[Exercise brief] Give back every line of the entries below word for word, leaving out the pictures.

[Image entries on named regions]
#####

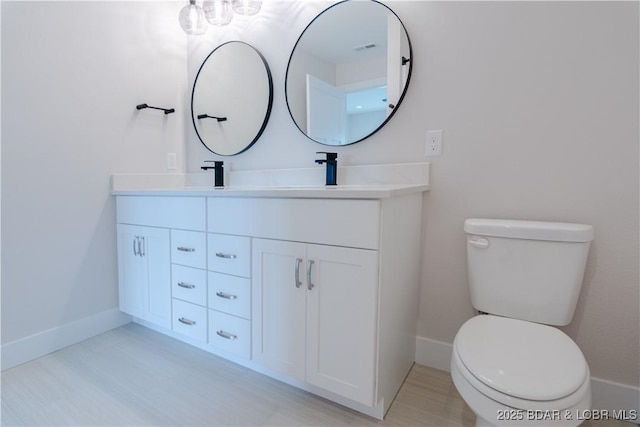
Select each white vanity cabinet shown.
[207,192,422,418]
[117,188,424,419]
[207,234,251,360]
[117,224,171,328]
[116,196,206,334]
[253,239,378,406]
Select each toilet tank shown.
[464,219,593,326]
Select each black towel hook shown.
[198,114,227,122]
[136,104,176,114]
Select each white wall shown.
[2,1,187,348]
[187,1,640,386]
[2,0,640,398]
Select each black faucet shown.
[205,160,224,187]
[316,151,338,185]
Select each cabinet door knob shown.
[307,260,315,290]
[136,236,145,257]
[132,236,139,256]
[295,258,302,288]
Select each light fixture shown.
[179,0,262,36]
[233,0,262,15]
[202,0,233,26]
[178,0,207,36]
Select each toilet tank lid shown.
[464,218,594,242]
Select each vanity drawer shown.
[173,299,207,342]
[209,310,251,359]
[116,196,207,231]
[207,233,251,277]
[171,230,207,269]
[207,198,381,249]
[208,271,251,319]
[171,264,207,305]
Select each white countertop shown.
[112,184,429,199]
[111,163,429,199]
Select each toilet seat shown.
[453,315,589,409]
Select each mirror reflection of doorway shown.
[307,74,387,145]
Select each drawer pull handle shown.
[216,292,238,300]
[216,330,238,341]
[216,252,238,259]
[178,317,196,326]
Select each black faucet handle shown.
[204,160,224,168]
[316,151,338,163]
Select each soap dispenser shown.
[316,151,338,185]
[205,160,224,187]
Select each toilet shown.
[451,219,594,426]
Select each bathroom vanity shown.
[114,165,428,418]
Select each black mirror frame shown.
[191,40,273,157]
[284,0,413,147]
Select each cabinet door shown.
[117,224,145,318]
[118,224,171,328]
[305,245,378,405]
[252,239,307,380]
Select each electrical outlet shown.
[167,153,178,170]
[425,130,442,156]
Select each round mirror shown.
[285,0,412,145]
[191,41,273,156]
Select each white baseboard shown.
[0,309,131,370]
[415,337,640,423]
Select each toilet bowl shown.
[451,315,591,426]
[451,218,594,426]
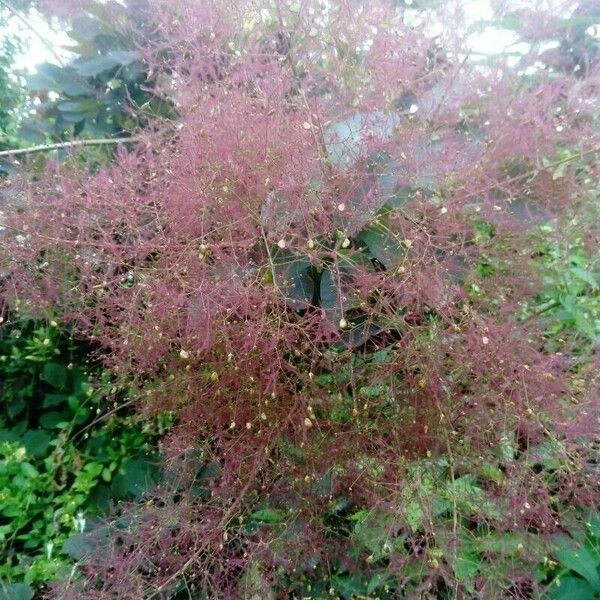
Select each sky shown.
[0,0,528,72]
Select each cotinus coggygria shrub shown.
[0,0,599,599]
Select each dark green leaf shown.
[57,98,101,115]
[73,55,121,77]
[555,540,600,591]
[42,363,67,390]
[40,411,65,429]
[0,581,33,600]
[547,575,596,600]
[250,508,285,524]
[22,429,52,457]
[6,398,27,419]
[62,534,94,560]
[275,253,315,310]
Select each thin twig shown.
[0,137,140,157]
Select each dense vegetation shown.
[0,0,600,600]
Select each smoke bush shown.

#####

[Exercise solution]
Select each white vanity cabinet shown.
[207,192,422,418]
[117,188,424,419]
[207,234,251,360]
[117,224,171,328]
[116,196,206,334]
[253,239,378,406]
Select each toilet tank shown.
[464,219,593,326]
Select each black towel hook shown.
[198,114,227,122]
[136,104,176,114]
Select each white wall shown.
[2,1,187,348]
[187,1,640,386]
[2,0,640,398]
Select each black faucet shown.
[205,160,224,187]
[316,151,338,185]
Select each cabinet door knob shown.
[307,260,315,290]
[136,236,145,257]
[132,236,139,256]
[295,258,302,288]
Select each light fixture shown.
[179,0,262,36]
[233,0,262,15]
[202,0,233,26]
[178,0,207,36]
Select each toilet tank lid shown.
[464,218,594,242]
Select each vanity drawer shown.
[173,299,207,342]
[209,310,251,359]
[116,196,207,231]
[207,233,251,277]
[171,230,207,269]
[207,198,381,249]
[208,271,251,319]
[171,264,207,305]
Select each white countertop shown.
[112,184,429,199]
[111,163,429,199]
Select each toilet seat shown.
[453,315,589,409]
Select each mirror reflection of doorway shown.
[307,74,387,145]
Select each drawer pull handle shown.
[216,292,238,300]
[216,330,238,341]
[216,252,238,259]
[178,317,196,326]
Select each black faucet handle shown.
[204,160,224,168]
[316,151,338,163]
Select each soap dispenser shown.
[316,151,338,185]
[205,160,224,187]
Select each toilet shown.
[451,219,594,426]
Select each bathroom vanity shown.
[114,165,428,418]
Select each black mirror frame shown.
[191,40,273,157]
[284,0,413,147]
Select each cabinet door shown.
[117,224,145,318]
[118,224,171,328]
[305,245,378,405]
[252,239,307,380]
Select each electrical outlet shown.
[167,153,178,170]
[425,130,442,156]
Select each round mirror shown.
[285,0,412,145]
[191,41,273,156]
Select each white baseboard shown.
[0,309,131,370]
[415,337,640,423]
Select each toilet bowl shown.
[451,315,591,426]
[451,218,594,426]
Select each sky shown.
[0,0,528,72]
Select each cotinus coggygria shrub shown.
[0,0,599,599]
Select each dark green leaf shown.
[57,98,101,115]
[73,55,121,77]
[555,540,600,591]
[42,363,67,390]
[40,411,65,429]
[0,581,33,600]
[547,575,596,600]
[250,508,285,524]
[22,429,52,457]
[6,398,27,419]
[62,534,94,560]
[275,253,315,310]
Select each thin twig shown.
[0,137,140,157]
Select each dense vegetation shown.
[0,0,600,600]
Select each smoke bush shown.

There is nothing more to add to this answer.